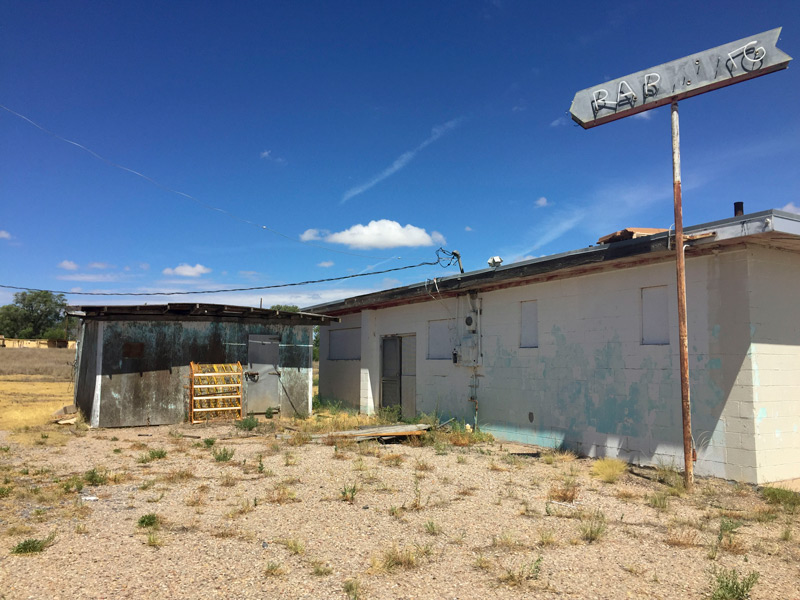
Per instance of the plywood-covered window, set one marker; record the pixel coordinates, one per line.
(344, 344)
(529, 324)
(655, 316)
(441, 339)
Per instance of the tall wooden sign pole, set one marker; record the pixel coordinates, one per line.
(666, 84)
(683, 336)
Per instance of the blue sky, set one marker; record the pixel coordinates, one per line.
(366, 133)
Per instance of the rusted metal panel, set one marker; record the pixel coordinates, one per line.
(689, 76)
(148, 386)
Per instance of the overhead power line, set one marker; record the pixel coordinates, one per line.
(183, 194)
(444, 259)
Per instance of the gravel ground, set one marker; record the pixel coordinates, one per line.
(425, 522)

| Try it |
Please write out every line of the listing above exactly, and leave the images behind.

| Response for this exercise |
Per instance of the plywood-covered window, set one marker; record the pixel coordinates, one per line.
(344, 344)
(529, 324)
(655, 316)
(441, 339)
Per instance of the tall wooden sign pole, set one marker; record the pixel coordinates, one per line.
(666, 84)
(683, 336)
Per instance of the blue sky, set one marker; record the pixel coordinates, one per line.
(366, 133)
Per instance of the rusted metal panel, set one marker; record the pixel coordinates, one per line.
(689, 76)
(148, 386)
Per instance of the overhead power line, set one marker; record the pixel coordinates, one per line.
(183, 194)
(444, 259)
Per instance of the gravel ground, set one marker; record the pixel coordinates, one per line.
(425, 522)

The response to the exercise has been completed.